● **Directions**
Could you recast the data below, from the line containing "Return one point for each instance of the white" through the end, as a numbered list with blank lines left out?

● **Data for this exercise**
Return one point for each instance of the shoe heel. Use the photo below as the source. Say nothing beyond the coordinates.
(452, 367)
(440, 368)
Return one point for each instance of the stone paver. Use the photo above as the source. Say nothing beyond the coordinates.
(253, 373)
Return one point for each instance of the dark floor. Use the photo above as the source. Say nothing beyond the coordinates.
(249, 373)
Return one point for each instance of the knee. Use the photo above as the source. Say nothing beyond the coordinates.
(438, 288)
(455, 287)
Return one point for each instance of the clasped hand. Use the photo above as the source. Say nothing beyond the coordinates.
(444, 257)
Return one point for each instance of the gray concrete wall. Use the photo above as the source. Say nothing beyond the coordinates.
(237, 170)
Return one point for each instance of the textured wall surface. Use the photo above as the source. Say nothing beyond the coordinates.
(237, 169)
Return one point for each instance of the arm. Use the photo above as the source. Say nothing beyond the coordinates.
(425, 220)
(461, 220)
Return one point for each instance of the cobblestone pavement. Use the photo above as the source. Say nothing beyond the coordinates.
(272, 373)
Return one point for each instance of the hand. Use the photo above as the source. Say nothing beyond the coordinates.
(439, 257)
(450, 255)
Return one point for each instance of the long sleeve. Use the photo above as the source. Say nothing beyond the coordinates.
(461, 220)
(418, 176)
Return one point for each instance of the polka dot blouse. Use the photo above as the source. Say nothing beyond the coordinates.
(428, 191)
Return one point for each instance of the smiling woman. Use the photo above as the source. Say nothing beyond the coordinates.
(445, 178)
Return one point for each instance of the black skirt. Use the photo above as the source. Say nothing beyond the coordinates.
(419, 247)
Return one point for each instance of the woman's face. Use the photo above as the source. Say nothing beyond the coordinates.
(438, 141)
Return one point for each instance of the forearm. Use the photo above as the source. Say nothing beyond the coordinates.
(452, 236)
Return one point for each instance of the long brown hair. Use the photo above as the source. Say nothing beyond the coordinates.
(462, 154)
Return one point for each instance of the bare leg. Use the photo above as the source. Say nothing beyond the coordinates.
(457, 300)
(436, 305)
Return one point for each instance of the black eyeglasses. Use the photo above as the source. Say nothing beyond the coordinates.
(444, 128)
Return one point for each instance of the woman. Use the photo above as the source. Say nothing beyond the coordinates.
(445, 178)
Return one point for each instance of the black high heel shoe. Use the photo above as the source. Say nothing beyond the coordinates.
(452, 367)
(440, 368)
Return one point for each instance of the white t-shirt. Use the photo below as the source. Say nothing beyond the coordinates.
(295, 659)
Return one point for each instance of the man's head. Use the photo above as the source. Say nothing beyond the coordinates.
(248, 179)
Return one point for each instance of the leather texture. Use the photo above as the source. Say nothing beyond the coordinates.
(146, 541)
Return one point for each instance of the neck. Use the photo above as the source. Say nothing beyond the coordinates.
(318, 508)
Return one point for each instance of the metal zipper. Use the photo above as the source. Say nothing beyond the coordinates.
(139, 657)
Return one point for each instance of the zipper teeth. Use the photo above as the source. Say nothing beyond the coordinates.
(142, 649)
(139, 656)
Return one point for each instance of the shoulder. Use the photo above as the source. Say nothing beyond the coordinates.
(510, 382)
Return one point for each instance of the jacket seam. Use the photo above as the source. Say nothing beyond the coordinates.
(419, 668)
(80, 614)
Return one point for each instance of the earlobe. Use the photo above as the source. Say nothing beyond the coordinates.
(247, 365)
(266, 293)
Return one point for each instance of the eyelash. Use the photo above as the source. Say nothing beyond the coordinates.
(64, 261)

● **Problem solution**
1. Return one point for each instance of the white t-shirt. Use the photo below as the source. Say nothing beyond the coordinates.
2. (295, 659)
3. Return one point for each instance of the man's head. Use the photo above as the source. Say nothing beyond the coordinates.
4. (248, 179)
5. Return one point for each instance of the leather texture. Use the photo above as the source. Say nothing beyond the coordinates.
6. (146, 541)
7. Return one point for each instance of the neck. Use the photo above as the source. Say nothing beyond the coordinates.
8. (318, 508)
9. Return one point for each instance of the metal zipper. Use the photo above as the source. Say nothing beyond the coordinates.
10. (139, 657)
11. Return one point for each instance of the zipper teeth. Use the photo above as the source. Say nothing beyond the coordinates.
12. (142, 649)
13. (139, 656)
14. Return one point for each instance of the shoulder. Use the photo above as the source. Say nothing beyond the coordinates.
15. (510, 382)
16. Return one point for each instance of the jacket seam. Use the photo above as the source. Say nothing beyond the coordinates.
17. (419, 668)
18. (80, 614)
19. Return one point for each instance of the earlobe. Use the photo above as the source. Say nothing beyond the coordinates.
20. (247, 365)
21. (266, 293)
22. Return one point for each instance of the eyelash. Use the photo above as the source. Say nothing beyond the coordinates.
23. (64, 261)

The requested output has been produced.